O que fazer:
1. Reproduza, sem qualquer alteração, o trecho do texto sobre a Companhia do Reino que se abre com as palavras contendo "Assim como na Companhia de Jesus seus" e se fecha com "seria de reinitas.".
2. Com base no texto sobre a Companhia do Reino, responda:
(a) Entre quem a Companhia de Jesus criou missões?
(b) Qual designação é considerada a mais adequada para os membros da Companhia do Reino?
(c) O que deverá ser elaborado na Companhia do Reino para ser aprovado pela consciência de todos?

Texto de leitura:
Ignácio através da Companhia de Jesus servia de grande socorro aos pobres e aos doentes, consolava os presos, ensinava as crianças e aos ignorantes a doutrina cristã, criou missões entre os canibais e os heréticos, constituiu igrejas e escolas, e edificou casas para órfãos e convertidos.
A Companhia do Reino deve servir de forte bússola de orientação a todos que queiram seguir com justiça e fraternidade os princípios do Amor Incondicional, exemplificados por Jesus e da essência divina. Deve servir de remédio aos sequelados do amor romântico, que construíram suas famílias na base da exclusão e que vivem suas vidas dentro da mentira e da hipocrisia. Todos os membros da Companhia do Reino devem seguir a vontade de Deus, obedecer Sua Lei que está escrita na consciência, acima de qualquer lei terrestre, preconceitos culturais ou interpretações filosóficas incoerentes.
Assim como na Companhia de Jesus, na Companhia do Reino deverá ser elaborado um estatuto a ser aprovado pela consciência de todos, onde a prática individual do amor incondicional seja observada no cotidiano e sem subterfúgios ou manobras corporativistas de quaisquer espécies; que seja dado ênfase ao principal argumento da aproximação do Reino dos Céus ao ambiente material, a partir da transformação do nosso próprio coração, com a limpeza dos sentimentos egoístas e se colocar como modelo mais apropriado em comparação com o amor romântico, na perspectiva da família universal.
Assim como na Companhia de Jesus seus membros passaram a ser conhecidos como jesuítas devido o foco de suas ações estar sobre a reprodução do comportamento de Jesus, na Companhia do Reino, apesar das ações dos seus membros também reproduzirem o comportamento de Jesus, mas o seu foco agora está dirigido para a construção do Reino de Deus e portanto a designação dos seus membros mais adequada seria de reinitas.
Claro, tudo que está colocado neste momento, são elocubrações da minha mente de forma solitária, que mesmo intuídas pelo pensamento divino, merece necessariamente a devida maturação dentro do processo coletivo das consciências, que da mesma forma que a minha, também são intuídas pela vontade de Deus.

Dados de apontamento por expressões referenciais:
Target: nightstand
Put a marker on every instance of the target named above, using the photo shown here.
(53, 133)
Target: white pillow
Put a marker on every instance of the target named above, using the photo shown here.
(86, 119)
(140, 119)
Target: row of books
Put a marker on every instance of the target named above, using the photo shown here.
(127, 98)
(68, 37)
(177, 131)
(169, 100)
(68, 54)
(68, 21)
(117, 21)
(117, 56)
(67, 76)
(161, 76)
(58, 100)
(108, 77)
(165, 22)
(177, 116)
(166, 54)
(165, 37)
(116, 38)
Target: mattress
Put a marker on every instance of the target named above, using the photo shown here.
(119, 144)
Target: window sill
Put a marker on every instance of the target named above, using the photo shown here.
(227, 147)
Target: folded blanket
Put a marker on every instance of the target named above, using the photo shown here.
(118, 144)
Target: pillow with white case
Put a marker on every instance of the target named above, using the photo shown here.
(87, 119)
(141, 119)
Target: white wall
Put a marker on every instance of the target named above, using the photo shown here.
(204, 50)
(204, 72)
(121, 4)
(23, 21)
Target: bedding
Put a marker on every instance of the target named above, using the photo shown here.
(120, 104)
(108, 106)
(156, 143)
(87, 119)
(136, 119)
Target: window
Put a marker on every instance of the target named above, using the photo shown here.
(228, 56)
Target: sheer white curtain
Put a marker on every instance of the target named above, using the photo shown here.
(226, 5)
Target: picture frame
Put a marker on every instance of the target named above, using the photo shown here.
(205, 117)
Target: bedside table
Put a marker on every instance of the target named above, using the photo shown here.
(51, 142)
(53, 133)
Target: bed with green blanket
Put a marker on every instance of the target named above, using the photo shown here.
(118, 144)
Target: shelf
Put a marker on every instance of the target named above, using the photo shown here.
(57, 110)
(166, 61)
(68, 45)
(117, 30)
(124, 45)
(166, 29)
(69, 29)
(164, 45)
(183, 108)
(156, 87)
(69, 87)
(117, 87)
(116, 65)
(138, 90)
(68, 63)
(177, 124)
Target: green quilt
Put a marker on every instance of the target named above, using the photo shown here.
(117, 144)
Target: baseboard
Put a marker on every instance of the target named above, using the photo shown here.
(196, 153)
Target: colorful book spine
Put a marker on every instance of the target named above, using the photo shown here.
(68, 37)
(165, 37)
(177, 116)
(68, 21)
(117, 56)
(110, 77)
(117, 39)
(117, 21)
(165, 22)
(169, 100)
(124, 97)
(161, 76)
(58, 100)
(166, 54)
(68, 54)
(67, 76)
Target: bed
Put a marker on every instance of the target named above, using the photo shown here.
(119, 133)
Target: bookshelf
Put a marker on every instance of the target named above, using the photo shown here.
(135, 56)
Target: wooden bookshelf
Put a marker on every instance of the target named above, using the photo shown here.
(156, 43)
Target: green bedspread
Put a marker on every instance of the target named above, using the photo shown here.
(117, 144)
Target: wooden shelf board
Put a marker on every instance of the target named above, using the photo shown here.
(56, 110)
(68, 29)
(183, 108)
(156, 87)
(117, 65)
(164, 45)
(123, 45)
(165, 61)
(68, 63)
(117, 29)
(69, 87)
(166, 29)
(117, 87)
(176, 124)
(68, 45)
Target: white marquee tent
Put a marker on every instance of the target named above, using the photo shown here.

Respostas numeradas:
1.
Assim como na Companhia de Jesus seus membros passaram a ser conhecidos como jesuítas devido o foco de suas ações estar sobre a reprodução do comportamento de Jesus, na Companhia do Reino, apesar das ações dos seus membros também reproduzirem o comportamento de Jesus, mas o seu foco agora está dirigido para a construção do Reino de Deus e portanto a designação dos seus membros mais adequada seria de reinitas.

2.
(a) Entre os canibais e os heréticos.
(b) Reinitas.
(c) Um estatuto.